Soal singkat A → Menurut dokumen sumber tentang RSBI, pasal mana dalam UU Sisdiknas yang dibatalkan oleh Mahkamah Konstitusi?

Rintisan sekolah bertaraf internasional
(RSBI) yang tujuannya untuk menjadi sekolah bertaraf internasional (SBI)
akhirnya dibubarkan karena Mahkamah Konstitusi (MK) mengabulkan permohonan atas
UU No. 20 Tahun 2003 tentang Sistem Pendidikan Nasional.
Ketua MK Mahfud MD menjelaskan bahwa dalam UU
Sisdiknas tidak dijelaskan mengenai bentuk pendidikan bertaraf internasional
sehingga akhirnya MK memutuskan Pasal 50 ayat 3 ini dibatalkan. Apa sebenarnya
yang mendasari lahirnya SBI sehingga pemerintah melakukan inisiatif
pengembangan sekolah bertaraf internasional?

Catatan yang diberikan →
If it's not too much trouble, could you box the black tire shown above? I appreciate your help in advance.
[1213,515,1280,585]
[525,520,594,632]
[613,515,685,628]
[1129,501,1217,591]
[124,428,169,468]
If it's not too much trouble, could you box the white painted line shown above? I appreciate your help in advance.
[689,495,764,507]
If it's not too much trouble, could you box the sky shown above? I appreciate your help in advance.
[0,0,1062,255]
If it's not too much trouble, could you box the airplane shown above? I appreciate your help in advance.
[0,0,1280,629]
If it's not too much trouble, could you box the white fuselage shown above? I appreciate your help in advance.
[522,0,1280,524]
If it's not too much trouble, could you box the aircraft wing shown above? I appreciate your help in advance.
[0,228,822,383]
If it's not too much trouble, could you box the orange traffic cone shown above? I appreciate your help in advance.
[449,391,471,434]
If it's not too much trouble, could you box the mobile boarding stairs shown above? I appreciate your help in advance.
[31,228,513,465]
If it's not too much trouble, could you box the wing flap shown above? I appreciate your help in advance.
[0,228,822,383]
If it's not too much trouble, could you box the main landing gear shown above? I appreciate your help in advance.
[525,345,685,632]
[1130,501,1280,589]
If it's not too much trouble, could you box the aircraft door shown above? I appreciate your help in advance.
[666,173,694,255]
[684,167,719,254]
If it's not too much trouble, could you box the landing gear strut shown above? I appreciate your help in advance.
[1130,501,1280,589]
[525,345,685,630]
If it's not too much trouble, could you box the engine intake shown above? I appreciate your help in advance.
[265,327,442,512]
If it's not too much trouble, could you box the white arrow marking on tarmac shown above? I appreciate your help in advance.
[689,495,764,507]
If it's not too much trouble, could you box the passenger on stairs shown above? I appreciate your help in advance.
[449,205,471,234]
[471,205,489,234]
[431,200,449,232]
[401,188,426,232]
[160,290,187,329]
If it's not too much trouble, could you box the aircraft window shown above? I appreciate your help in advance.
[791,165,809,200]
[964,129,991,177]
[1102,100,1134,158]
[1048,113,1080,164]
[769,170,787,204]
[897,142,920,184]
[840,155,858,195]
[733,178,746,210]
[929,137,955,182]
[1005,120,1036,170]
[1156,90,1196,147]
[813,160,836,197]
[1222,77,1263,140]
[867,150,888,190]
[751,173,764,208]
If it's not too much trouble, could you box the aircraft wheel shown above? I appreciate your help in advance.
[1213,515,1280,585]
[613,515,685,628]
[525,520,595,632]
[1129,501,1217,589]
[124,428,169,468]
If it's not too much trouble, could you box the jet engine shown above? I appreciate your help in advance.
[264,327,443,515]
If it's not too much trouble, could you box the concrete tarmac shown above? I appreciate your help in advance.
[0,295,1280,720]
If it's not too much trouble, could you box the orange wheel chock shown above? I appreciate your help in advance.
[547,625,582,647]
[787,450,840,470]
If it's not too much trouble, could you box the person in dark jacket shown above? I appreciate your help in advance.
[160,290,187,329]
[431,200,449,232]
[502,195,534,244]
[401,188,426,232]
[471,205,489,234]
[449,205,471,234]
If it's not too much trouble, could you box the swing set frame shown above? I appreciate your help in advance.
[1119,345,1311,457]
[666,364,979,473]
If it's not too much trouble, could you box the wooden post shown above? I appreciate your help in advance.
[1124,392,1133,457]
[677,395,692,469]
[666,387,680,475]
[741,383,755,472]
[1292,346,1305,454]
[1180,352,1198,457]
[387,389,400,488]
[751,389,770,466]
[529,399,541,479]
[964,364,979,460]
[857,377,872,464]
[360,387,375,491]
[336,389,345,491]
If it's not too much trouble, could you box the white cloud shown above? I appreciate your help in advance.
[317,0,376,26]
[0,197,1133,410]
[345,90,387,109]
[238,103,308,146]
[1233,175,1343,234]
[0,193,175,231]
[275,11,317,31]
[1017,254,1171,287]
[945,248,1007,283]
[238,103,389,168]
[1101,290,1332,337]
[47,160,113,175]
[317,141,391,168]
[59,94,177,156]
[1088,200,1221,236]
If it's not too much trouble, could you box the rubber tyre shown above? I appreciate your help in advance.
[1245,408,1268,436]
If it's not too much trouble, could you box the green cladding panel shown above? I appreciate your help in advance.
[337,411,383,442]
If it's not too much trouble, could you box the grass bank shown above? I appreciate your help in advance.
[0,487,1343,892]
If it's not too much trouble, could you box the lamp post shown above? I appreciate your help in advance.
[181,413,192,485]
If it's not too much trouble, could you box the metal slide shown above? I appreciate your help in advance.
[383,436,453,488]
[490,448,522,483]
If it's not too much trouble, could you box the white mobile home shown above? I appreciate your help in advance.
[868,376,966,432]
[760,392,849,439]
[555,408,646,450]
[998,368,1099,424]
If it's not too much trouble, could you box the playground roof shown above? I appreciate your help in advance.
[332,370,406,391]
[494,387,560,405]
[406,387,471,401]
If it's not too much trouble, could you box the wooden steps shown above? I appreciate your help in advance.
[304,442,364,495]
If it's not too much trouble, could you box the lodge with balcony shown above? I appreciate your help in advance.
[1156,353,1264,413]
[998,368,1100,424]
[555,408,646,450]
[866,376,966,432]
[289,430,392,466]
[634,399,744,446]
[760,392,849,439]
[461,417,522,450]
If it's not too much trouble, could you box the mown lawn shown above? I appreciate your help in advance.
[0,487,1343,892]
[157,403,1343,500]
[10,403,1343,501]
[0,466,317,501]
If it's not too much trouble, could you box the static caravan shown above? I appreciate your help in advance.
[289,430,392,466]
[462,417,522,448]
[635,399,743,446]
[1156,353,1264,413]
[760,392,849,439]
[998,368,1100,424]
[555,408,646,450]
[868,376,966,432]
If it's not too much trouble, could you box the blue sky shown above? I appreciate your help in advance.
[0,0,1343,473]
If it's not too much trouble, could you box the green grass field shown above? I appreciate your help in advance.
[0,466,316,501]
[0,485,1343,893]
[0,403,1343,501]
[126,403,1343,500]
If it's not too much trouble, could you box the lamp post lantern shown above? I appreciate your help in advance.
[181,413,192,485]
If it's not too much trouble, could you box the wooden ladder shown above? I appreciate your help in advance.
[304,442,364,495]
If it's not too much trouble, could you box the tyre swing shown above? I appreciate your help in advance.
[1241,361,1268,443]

Soal singkat B → Sunting catatan mulai dari baris yang memuat "If it's not too much trouble, could you box the lodge" hingga akhir catatan, dengan mengganti "static caravan" menjadi "holiday caravan" dan membiarkan bagian lainnya tetap sama. Tulis ulang baris-baris itu saja.

Jawaban lengkap A → Pasal 50 ayat 3.

Jawaban lengkap B →
If it's not too much trouble, could you box the lodge with balcony shown above? I appreciate your help in advance.
[1156,353,1264,413]
[998,368,1100,424]
[555,408,646,450]
[866,376,966,432]
[289,430,392,466]
[634,399,744,446]
[760,392,849,439]
[461,417,522,450]
If it's not too much trouble, could you box the mown lawn shown above? I appreciate your help in advance.
[0,487,1343,892]
[157,403,1343,500]
[10,403,1343,501]
[0,466,317,501]
If it's not too much trouble, could you box the holiday caravan shown above? I appreciate your help in advance.
[289,430,392,466]
[462,417,522,448]
[635,399,743,446]
[1156,353,1264,413]
[760,392,849,439]
[998,368,1100,424]
[555,408,646,450]
[868,376,966,432]
If it's not too much trouble, could you box the blue sky shown above? I appreciate your help in advance.
[0,0,1343,473]
If it's not too much trouble, could you box the green grass field shown above? I appreciate your help in advance.
[0,466,316,501]
[0,485,1343,893]
[0,403,1343,501]
[126,403,1343,500]
If it's not too much trouble, could you box the lamp post lantern shown above? I appreciate your help in advance.
[181,413,192,485]
If it's not too much trouble, could you box the wooden ladder shown above? I appreciate your help in advance.
[304,442,364,495]
If it's not too much trouble, could you box the tyre swing shown above? I appreciate your help in advance.
[1241,361,1268,443]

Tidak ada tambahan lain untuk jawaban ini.